>> start EXCERPTED RECORDS
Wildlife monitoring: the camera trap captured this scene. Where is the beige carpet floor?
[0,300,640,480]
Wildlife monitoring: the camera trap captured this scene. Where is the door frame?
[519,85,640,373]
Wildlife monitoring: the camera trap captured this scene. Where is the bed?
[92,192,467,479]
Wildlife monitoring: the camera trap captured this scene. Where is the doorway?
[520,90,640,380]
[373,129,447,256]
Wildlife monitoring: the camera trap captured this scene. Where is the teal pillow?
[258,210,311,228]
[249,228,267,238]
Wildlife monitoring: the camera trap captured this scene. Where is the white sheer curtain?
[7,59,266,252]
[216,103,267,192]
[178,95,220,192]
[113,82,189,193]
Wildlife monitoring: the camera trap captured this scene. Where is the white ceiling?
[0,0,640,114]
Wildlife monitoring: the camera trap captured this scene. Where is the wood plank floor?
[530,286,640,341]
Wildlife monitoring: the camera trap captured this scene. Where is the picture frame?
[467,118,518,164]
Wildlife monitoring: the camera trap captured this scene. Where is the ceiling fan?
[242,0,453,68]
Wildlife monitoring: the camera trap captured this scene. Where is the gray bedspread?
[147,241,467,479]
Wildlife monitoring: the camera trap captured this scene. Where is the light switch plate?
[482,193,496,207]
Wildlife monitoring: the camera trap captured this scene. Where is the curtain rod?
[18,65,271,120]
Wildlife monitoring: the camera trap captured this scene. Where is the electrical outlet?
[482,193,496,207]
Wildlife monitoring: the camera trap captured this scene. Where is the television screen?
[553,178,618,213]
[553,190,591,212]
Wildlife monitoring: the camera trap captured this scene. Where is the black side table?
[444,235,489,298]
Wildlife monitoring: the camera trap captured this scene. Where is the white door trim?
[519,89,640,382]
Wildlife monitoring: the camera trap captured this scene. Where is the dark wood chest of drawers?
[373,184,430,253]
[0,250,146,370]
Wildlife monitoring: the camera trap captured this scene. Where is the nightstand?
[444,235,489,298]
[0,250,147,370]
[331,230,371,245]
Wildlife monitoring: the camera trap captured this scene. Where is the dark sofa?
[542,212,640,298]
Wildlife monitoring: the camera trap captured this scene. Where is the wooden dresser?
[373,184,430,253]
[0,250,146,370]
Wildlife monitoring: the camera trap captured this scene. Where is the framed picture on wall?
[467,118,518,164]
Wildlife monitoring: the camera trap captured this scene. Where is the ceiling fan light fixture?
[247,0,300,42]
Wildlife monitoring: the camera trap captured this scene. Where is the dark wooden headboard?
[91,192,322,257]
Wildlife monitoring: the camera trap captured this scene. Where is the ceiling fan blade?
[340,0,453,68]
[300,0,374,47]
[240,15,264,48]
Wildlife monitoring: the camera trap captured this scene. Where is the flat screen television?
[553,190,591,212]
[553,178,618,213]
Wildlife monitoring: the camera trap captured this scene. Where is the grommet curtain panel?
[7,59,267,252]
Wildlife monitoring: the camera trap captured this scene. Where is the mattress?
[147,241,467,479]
>> end EXCERPTED RECORDS
- _EXERCISE_: Reproduce all of the data above, substituting "trail camera" for each occurrence of "camera trap" and leaving everything else unchanged.

- _EXERCISE SOLUTION_:
Wildlife monitoring: the trail camera captured this scene. Where is the beige carpet floor?
[0,300,640,480]
Wildlife monitoring: the trail camera captured this scene. Where is the door frame?
[519,85,640,373]
Wildlife monitoring: the trail camera captured this scene. Where is the bed?
[92,192,467,479]
Wildlife monitoring: the trail camera captured this scene. Where is the doorway?
[520,90,640,380]
[373,129,447,256]
Wildlife monitoring: the trail camera captured this scene. Where is the teal pillow?
[258,210,311,228]
[249,228,267,238]
Wildlife monitoring: the trail camera captured this scene. Where is the white sheer curtain?
[7,59,266,252]
[216,103,267,192]
[178,95,220,192]
[113,82,189,193]
Wildlife monitoring: the trail camera captured this scene. Where is the white ceiling?
[0,0,640,114]
Wildlife monitoring: the trail camera captured this scene. Where is the wood plank floor?
[530,286,640,341]
Wildlife monitoring: the trail camera captured this scene. Where is the picture frame?
[467,118,518,164]
Wildlife monitoring: the trail camera captured this scene. Where is the ceiling fan?
[242,0,453,68]
Wildlife monitoring: the trail camera captured this scene. Where is the gray bedspread?
[147,241,467,479]
Wildlife monitoring: the trail camera captured this scene. Where is the light switch plate?
[482,193,496,207]
Wildlife monitoring: the trail camera captured this scene. Where is the curtain rod?
[18,65,271,120]
Wildlife monitoring: the trail camera captured this scene. Where is the electrical outlet?
[482,193,496,207]
Wildlife monitoring: the trail camera captured this scene. Where is the television screen?
[553,178,618,213]
[553,190,591,212]
Wildlife monitoring: the trail camera captured this scene. Where is the black side table?
[444,235,489,298]
Wildlife monitoring: the trail camera captured this scene. Where is the white door trim?
[519,89,640,382]
Wildlife monitoring: the trail camera captured this scene. Where is the dark wood chest of drawers?
[373,184,430,253]
[0,250,146,370]
Wildlife monitoring: the trail camera captured this scene. Where is the nightstand?
[444,235,489,298]
[0,250,147,370]
[331,230,371,245]
Wildlife monitoring: the trail camera captured this scene. Where is the dark sofa?
[542,212,640,298]
Wildlife monitoring: the trail camera captured this scene. Where is the wooden dresser?
[373,184,430,253]
[0,250,146,370]
Wildlife monitoring: the trail camera captured this scene. Where is the framed picture on wall?
[467,118,518,164]
Wildlife monitoring: the trail camera captured this scene. Where is the ceiling fan light fixture?
[247,0,300,42]
Wildlife monitoring: the trail camera captured this scene. Where is the dark wooden headboard?
[91,192,322,257]
Wildlife monitoring: the trail camera captured this scene. Where is the ceiling fan blade?
[340,0,453,68]
[300,0,374,47]
[240,15,264,48]
Wildlife monitoring: the trail camera captured this scene. Where is the flat screen television?
[553,190,591,212]
[553,178,618,213]
Wildlife monitoring: the trail camera captured this scene. Where is the grommet curtain panel?
[7,59,267,252]
Wildlife monitoring: the trail camera captured this scene. Where is the mattress?
[147,241,467,479]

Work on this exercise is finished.